- _SOURCE PASSAGE_

******

After martini’s and glasses of prosecco, our group of five was ready to review the menu – and what a menu it is, it includes:

·        Carpaccio Con Rucola – Thinly sliced raw beef with lemon dressing, parmesan and rocket

·        Omelette D’Aragosta – Crayfish omelette with a bisque sauce

·        Lasagna Con Primaverile – Homemade pasta with tomato, mozzarella and basil

·        Maltagliati Di Pane Con Calamari – Bread Maltagliati with calamari and radicchio

·        Anitra Arrosta Con Gnocchetti Di Farina – Roast duckling with spatzli

·        Brasato Di Cinghale – Wild boar braised with white wine, chestnuts and radicchio

·        Saltimbocca Con Gnocchi – Pan fried escalope of baby veal with prosciutto, sage and semolina gnocchi

·        Porchetta Con Mela – Oven roasted suckling pig with baked apple
If the extensive regular menu is not sufficient, there are also a number of special dishes including a ‘Sapori Di Mare Del Giorno’ (seafood speciality of day), as well as a soup and risotto of the day. I mention this, as for entrée I had the Sapori Di Mare Del Giorno, which was Western Australian Scampi cooked in butter and garlic. The scampi came halved, and still in their shells, with half a fresh muslin-wrapped lemon to be squeezed over their chargrilled bodies. This dish was so good that I am ashamed to say that I actually picked up the scampi to ensure I had every last morsel of delicious salty butter flesh out of the shells. Another popular entrée was the soup of the day which was a delicious thick green lentil soup. Feedback in regards to the ‘Carpaccio Con Rucola’ was that the dish contained far too much rocket (a literal mountain of it obscured the beef!), but the raw beef itself was delectable.

******

From the restaurant review, list the Italian name of every dish in the bulleted menu.

- _AVAILABLE DATA_
******

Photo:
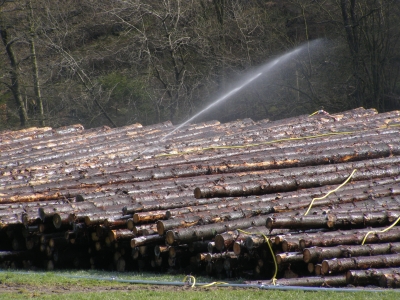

******

- _EXPECTED ANSWER_
- Carpaccio Con Rucola
- Omelette D’Aragosta
- Lasagna Con Primaverile
- Maltagliati Di Pane Con Calamari
- Anitra Arrosta Con Gnocchetti Di Farina
- Brasato Di Cinghale
- Saltimbocca Con Gnocchi
- Porchetta Con Mela